Dataset content:
= = = = =
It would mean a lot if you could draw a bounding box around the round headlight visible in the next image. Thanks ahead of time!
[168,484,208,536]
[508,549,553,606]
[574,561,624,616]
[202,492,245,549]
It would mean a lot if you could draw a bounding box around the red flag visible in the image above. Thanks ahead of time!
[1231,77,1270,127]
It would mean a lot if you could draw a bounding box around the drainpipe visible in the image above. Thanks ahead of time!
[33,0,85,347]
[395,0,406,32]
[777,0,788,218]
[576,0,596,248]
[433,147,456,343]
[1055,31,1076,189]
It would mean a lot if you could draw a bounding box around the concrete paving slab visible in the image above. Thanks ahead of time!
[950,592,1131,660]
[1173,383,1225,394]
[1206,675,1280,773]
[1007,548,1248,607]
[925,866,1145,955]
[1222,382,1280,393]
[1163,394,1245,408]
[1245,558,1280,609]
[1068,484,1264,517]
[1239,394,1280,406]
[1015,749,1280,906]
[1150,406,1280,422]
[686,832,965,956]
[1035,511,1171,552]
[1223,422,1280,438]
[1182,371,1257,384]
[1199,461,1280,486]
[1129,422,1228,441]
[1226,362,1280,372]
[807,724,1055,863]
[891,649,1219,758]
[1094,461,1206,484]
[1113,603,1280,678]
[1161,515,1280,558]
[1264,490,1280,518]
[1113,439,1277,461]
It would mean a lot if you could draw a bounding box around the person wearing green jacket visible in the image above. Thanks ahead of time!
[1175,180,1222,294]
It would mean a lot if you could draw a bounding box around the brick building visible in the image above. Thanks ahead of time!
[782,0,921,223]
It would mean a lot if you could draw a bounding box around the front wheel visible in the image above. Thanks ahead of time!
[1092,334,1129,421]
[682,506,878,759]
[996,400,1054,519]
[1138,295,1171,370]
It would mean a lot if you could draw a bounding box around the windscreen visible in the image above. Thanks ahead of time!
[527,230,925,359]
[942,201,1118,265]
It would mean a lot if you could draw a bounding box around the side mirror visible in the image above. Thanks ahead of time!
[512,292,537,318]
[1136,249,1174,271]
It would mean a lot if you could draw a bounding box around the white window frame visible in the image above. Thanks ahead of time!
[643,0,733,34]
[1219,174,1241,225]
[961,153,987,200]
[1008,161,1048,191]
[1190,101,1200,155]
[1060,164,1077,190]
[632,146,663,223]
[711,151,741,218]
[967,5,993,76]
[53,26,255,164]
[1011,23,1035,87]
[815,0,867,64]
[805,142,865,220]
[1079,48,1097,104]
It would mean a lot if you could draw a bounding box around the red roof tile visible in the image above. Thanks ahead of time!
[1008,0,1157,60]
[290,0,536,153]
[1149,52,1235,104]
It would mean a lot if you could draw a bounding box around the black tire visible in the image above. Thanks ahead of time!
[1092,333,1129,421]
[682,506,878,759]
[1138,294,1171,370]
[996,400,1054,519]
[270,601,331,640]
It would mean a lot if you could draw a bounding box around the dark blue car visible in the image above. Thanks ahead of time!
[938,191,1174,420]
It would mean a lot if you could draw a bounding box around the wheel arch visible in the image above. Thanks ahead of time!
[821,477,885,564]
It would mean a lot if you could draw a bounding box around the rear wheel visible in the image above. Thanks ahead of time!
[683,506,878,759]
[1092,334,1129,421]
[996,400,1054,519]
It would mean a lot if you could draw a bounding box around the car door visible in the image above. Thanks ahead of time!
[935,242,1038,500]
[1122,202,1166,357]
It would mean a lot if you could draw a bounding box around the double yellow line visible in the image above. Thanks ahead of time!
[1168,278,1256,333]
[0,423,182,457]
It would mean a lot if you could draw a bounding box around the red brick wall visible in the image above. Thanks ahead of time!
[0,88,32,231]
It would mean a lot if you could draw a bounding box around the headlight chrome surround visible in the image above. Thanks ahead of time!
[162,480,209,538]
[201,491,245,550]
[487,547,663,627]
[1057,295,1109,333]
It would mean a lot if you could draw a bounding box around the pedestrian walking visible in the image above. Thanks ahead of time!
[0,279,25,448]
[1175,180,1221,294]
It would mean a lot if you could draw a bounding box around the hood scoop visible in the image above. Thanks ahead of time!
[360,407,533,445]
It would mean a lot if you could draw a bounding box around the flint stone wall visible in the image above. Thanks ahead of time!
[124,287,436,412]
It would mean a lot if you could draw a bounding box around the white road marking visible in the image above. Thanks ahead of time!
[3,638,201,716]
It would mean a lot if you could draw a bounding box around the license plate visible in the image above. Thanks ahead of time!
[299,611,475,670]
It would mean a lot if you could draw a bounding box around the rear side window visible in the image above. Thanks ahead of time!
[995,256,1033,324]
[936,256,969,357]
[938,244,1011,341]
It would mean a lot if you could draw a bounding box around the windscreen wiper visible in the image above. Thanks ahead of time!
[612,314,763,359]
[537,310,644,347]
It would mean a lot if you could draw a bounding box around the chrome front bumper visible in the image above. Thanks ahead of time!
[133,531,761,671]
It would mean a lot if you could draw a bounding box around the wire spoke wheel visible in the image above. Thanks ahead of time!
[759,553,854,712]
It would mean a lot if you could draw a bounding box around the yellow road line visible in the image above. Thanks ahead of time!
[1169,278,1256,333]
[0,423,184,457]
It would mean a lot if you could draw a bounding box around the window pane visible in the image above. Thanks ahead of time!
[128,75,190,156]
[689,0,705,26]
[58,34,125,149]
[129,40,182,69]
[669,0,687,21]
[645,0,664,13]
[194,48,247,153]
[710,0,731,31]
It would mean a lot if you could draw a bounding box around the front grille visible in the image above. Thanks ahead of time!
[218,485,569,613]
= = = = =
Exercise prompt:
Retype exactly, please, only the lines of the entries that run from the one containing "the white road" to the last.

Response to the task:
It would mean a lot if you could draw a bounding box around the white road marking visible in the image above. Thanks ahead of time!
[3,638,201,716]
It would mean a lot if you could draw a bounding box around the license plate visible in the image above. Thanks ahead of time!
[299,611,475,670]
It would mean a lot if you could draw a bounding box around the rear side window visible in the image above. Thanks ahead of time!
[995,256,1033,324]
[936,256,969,357]
[938,244,1011,341]
It would mean a lot if you could draw a bounding box around the windscreen wiper visible in the image above. Thanks ahead of time!
[612,314,763,359]
[537,310,644,347]
It would mean a lot if you could draw a bounding box around the chrome front bumper visible in the image above. Thanks ahead of time!
[133,531,761,671]
It would mean a lot if you could draw a bounding box around the wire spoke wheel visible in the image above. Thanks ahead of time!
[759,553,854,712]
It would mean a lot if you could draw a bounding box around the yellow road line visible in the image above. Thanks ahead of time!
[1169,278,1256,333]
[0,423,184,457]
It would mean a lot if you could draw a bounding box around the window pane visible in the image above. Thanks ahead of time!
[128,75,190,156]
[689,0,705,26]
[58,34,125,149]
[129,40,182,69]
[669,0,687,21]
[645,0,664,13]
[194,48,247,153]
[710,0,731,31]
It would mean a lot if you could draw a bounding box around the front grille visible in the image above. Thanks ahead of time!
[218,485,569,613]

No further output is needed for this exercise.